Task to complete » Reproduce every entry in the listing without alteration.

════════════════

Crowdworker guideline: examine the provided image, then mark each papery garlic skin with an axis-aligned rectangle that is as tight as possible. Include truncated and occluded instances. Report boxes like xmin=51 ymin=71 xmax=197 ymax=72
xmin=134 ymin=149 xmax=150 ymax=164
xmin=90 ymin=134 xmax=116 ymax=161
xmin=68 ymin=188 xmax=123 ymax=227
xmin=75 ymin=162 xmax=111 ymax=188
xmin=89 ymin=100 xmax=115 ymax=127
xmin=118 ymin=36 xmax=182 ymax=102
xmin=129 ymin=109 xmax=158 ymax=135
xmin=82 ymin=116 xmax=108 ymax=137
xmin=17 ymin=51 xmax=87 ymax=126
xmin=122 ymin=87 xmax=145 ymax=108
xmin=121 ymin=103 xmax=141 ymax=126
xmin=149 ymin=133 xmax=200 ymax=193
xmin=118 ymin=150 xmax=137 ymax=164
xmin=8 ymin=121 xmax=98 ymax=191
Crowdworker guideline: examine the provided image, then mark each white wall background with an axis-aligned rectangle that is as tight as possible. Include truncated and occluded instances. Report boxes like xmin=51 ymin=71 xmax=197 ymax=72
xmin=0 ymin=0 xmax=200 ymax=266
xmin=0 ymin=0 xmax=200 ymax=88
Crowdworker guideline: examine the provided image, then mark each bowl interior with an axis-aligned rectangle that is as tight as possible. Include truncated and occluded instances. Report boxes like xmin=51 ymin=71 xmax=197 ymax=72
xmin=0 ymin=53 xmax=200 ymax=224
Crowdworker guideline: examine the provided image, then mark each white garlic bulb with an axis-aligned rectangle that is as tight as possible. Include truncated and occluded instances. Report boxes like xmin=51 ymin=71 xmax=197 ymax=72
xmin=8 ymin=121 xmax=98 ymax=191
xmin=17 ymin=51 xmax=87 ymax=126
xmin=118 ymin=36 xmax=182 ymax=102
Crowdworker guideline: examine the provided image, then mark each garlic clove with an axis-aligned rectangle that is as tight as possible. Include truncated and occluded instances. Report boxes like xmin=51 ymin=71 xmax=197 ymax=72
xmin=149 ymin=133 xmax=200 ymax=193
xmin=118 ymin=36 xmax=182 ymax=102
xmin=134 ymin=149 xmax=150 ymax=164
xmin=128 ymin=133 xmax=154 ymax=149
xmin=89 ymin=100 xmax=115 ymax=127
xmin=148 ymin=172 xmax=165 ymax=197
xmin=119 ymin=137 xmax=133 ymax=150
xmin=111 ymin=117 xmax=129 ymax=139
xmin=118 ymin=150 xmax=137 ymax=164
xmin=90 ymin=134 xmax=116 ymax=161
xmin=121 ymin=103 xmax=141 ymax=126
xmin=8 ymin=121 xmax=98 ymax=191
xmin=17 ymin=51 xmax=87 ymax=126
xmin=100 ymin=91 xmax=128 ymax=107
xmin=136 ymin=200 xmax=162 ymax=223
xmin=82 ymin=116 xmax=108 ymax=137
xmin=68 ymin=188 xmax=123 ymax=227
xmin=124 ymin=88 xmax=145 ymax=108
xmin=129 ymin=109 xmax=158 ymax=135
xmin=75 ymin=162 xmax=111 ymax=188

════════════════

Exercise solution »
Crowdworker guideline: examine the provided image, then mark each papery garlic skin with an axis-aligned rectangle that is as tight as possible. Include truncated and occluded instances. Report boxes like xmin=51 ymin=71 xmax=197 ymax=72
xmin=134 ymin=149 xmax=150 ymax=164
xmin=90 ymin=134 xmax=116 ymax=161
xmin=68 ymin=188 xmax=123 ymax=227
xmin=75 ymin=162 xmax=111 ymax=188
xmin=89 ymin=100 xmax=115 ymax=127
xmin=118 ymin=36 xmax=182 ymax=102
xmin=129 ymin=109 xmax=158 ymax=135
xmin=82 ymin=116 xmax=108 ymax=137
xmin=17 ymin=51 xmax=87 ymax=126
xmin=122 ymin=87 xmax=145 ymax=108
xmin=121 ymin=103 xmax=141 ymax=126
xmin=149 ymin=133 xmax=200 ymax=193
xmin=118 ymin=150 xmax=137 ymax=164
xmin=8 ymin=121 xmax=98 ymax=191
Crowdworker guideline: examine the provided image, then mark each white wall background with an axis-aligned rectangle that is as tight as possible. Include truncated and occluded instances. Report boxes like xmin=51 ymin=71 xmax=197 ymax=72
xmin=0 ymin=0 xmax=200 ymax=266
xmin=0 ymin=0 xmax=200 ymax=88
Crowdworker guideline: examine the provided image, then mark each bowl interior with an axis-aligned rectangle that is as tight as possible. Include truncated and occluded instances. Report boxes like xmin=51 ymin=71 xmax=197 ymax=72
xmin=0 ymin=53 xmax=200 ymax=224
Crowdworker guideline: examine the provided image, then mark each white garlic bulb with an axis-aligned rectangle that is as tight as possible. Include truncated and occluded instances. Report boxes like xmin=51 ymin=71 xmax=197 ymax=72
xmin=8 ymin=121 xmax=98 ymax=191
xmin=17 ymin=51 xmax=87 ymax=126
xmin=118 ymin=36 xmax=182 ymax=102
Crowdworker guideline: examine the provided image, then mark each garlic clove with an axis-aligned rectangle that is as tight as possible. Include truncated and occluded instances. Report boxes like xmin=51 ymin=71 xmax=197 ymax=72
xmin=149 ymin=133 xmax=200 ymax=193
xmin=118 ymin=36 xmax=182 ymax=102
xmin=134 ymin=149 xmax=150 ymax=164
xmin=128 ymin=133 xmax=154 ymax=149
xmin=89 ymin=100 xmax=115 ymax=127
xmin=148 ymin=172 xmax=165 ymax=197
xmin=119 ymin=137 xmax=133 ymax=150
xmin=111 ymin=117 xmax=129 ymax=139
xmin=118 ymin=150 xmax=137 ymax=164
xmin=90 ymin=134 xmax=116 ymax=161
xmin=121 ymin=103 xmax=141 ymax=126
xmin=8 ymin=121 xmax=98 ymax=191
xmin=17 ymin=51 xmax=87 ymax=126
xmin=100 ymin=91 xmax=128 ymax=107
xmin=136 ymin=200 xmax=162 ymax=223
xmin=82 ymin=116 xmax=108 ymax=137
xmin=68 ymin=188 xmax=123 ymax=227
xmin=124 ymin=88 xmax=145 ymax=108
xmin=129 ymin=109 xmax=158 ymax=135
xmin=75 ymin=162 xmax=111 ymax=188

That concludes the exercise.